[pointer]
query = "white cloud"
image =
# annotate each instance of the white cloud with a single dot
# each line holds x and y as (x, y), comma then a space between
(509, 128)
********
A faithful retyping of every entry above is the task.

[pointer]
query = "white cloud"
image =
# annotate each instance of the white cloud with a single dot
# each line holds x and y as (x, y), comma then a space between
(509, 128)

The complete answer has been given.